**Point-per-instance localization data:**
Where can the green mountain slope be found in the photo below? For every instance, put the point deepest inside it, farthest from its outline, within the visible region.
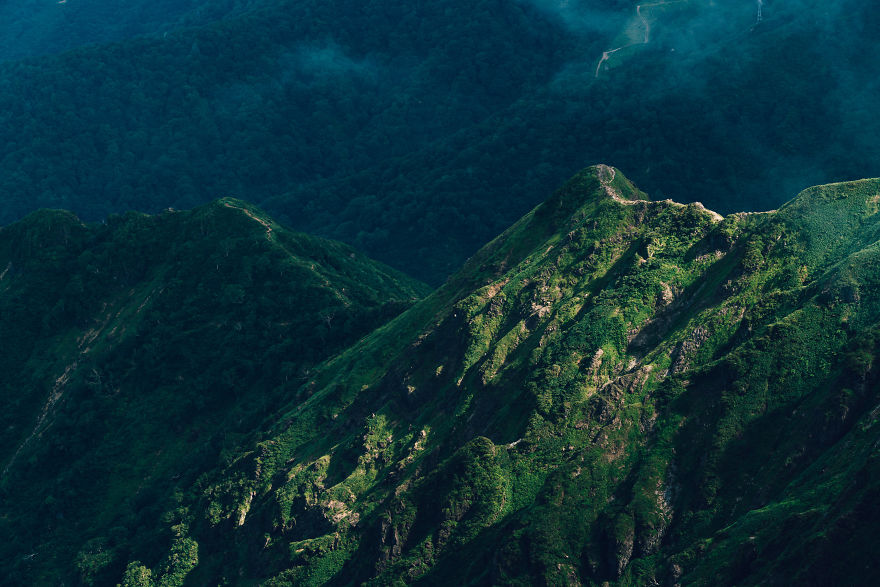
(418, 130)
(137, 353)
(612, 390)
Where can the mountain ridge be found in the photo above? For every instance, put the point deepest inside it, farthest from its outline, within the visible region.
(613, 390)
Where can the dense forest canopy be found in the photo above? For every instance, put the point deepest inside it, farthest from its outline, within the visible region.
(417, 130)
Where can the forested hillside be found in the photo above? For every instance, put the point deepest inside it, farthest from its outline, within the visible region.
(613, 391)
(417, 130)
(138, 353)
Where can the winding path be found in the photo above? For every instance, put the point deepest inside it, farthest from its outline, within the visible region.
(647, 36)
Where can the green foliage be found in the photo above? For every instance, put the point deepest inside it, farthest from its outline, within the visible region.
(622, 392)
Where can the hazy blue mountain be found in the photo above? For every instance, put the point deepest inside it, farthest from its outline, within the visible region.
(417, 130)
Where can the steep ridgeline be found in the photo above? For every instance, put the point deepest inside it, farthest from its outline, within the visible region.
(138, 353)
(613, 390)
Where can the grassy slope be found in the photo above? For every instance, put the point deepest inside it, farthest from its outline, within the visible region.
(606, 392)
(612, 390)
(137, 353)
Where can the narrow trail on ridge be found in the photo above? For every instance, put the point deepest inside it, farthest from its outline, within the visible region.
(645, 39)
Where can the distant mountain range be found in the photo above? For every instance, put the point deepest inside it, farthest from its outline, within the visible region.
(613, 391)
(418, 130)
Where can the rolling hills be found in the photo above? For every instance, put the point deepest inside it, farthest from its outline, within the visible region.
(612, 390)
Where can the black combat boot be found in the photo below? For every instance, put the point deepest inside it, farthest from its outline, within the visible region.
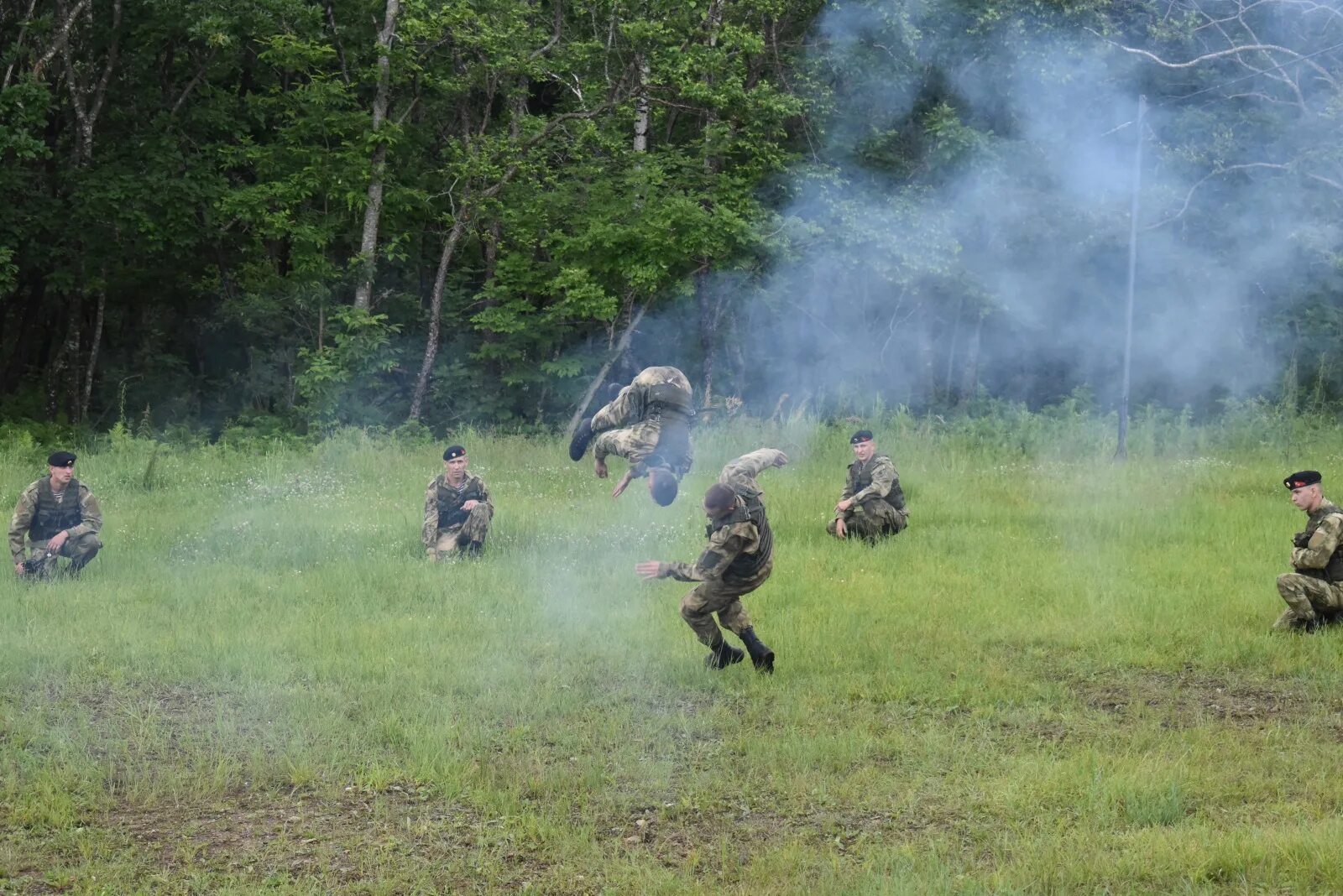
(582, 436)
(723, 655)
(760, 655)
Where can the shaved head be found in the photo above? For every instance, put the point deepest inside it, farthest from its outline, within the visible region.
(719, 497)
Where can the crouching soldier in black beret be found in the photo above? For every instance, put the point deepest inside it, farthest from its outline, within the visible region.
(1314, 591)
(457, 510)
(872, 504)
(60, 517)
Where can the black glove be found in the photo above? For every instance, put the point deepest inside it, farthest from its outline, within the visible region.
(37, 565)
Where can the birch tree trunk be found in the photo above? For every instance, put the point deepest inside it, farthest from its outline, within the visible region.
(436, 310)
(374, 207)
(93, 349)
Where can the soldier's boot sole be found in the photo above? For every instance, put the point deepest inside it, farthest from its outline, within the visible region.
(760, 654)
(582, 438)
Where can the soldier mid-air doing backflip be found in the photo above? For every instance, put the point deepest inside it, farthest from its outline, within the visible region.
(872, 504)
(648, 425)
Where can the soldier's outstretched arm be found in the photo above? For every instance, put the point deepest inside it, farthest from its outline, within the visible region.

**What is needed:**
Because the pictures are not wanted, retype every record exactly without them.

**Answer box:**
Where can the green mountain slope be found in the photo below? For every instance, put the point deepest inside it, farthest from its outline, within the visible region.
(418, 130)
(137, 353)
(612, 390)
Where can the mountain ridge be found in the photo above? For every instance, put the point deepest inside it, farthest from its outline, within the visible region.
(613, 390)
Where can the dense forest canopy be found in the photo above? For every instance, put the point deepest inside it, farthest from its outline, within the visible region.
(417, 130)
Where can the forested hillside be found in the photo above? For every instance, put the point deepest inside it, farthest from its outline, within the visible region.
(613, 391)
(417, 130)
(138, 353)
Where can the winding path be found in the photo above? For every instance, put the point deepest inside it, farthest from its outline, within the visible region.
(647, 36)
Where can the green foliage be found in the photo above? For every instance, put the point deepest inside it, farthest from its outline, within the visible region.
(622, 392)
Where can the hazy blue mountain be found in the photo above? For every instance, put the point deepest inside it, farthest from its outline, within the visible region.
(417, 130)
Where can the steep ridgeline be found in the photo above? For every instance, put the point deepest inside it, farthest from its outline, within the visible region.
(138, 353)
(613, 390)
Where can the grassy slope be found in the photo above? For every instance, put the point deepest inside it, farthest from its outline, within the visible region.
(606, 392)
(612, 390)
(137, 353)
Where can the narrow trail on ridge be found in the photo above? For every instance, put the point deepest inside it, farthest from its outline, within the visible region.
(645, 39)
Where can the distant mountain range be found in the photo above? For every instance, put the point deepest inside it, farthest from its outline, within the visible region.
(613, 391)
(418, 130)
Where can the rolling hills be found in the photo above? For every instance, put the point deepest inside it, farthest from its outline, within the visible region.
(612, 390)
Where can the black combat boot be found in the photo below? For every instance, put the point deepest inside it, farthest from its outline, within the visible region.
(582, 436)
(723, 655)
(760, 655)
Where can the shaved head be found in the photo above? For every instance, put the point deepest inside it, farthest from its outline, within the visible region.
(719, 497)
Where can the crouching soldier in black beret be found in the photo above? For every instance, put the point deepest inside it, farthest from its outline, within the visible region.
(1314, 591)
(457, 510)
(872, 504)
(60, 517)
Where can the black glove be found in the photo above? For every instance, put the point deepest inside it, farthest from its outline, within the visible region.
(37, 565)
Where can the birch tree trunk be found in the photo above? For every instance, put the point deepest inside it, farthest from its outline, within the visible region.
(436, 310)
(374, 207)
(93, 349)
Where can the soldier's boot sole be found in the photo above? For every instance, put the point deepest inside it, farthest from its outline, within the visible region.
(760, 654)
(582, 438)
Where can the soldier mid-air doing backflip be found in the photo above? For every instance, put the point deepest inside it, farthest from its outline, within the visible region.
(872, 504)
(648, 425)
Where can the soldier's outstretched arm be found in the photo above? For every instance, put the point deepest inside it, farthest from its outline, within the visible region.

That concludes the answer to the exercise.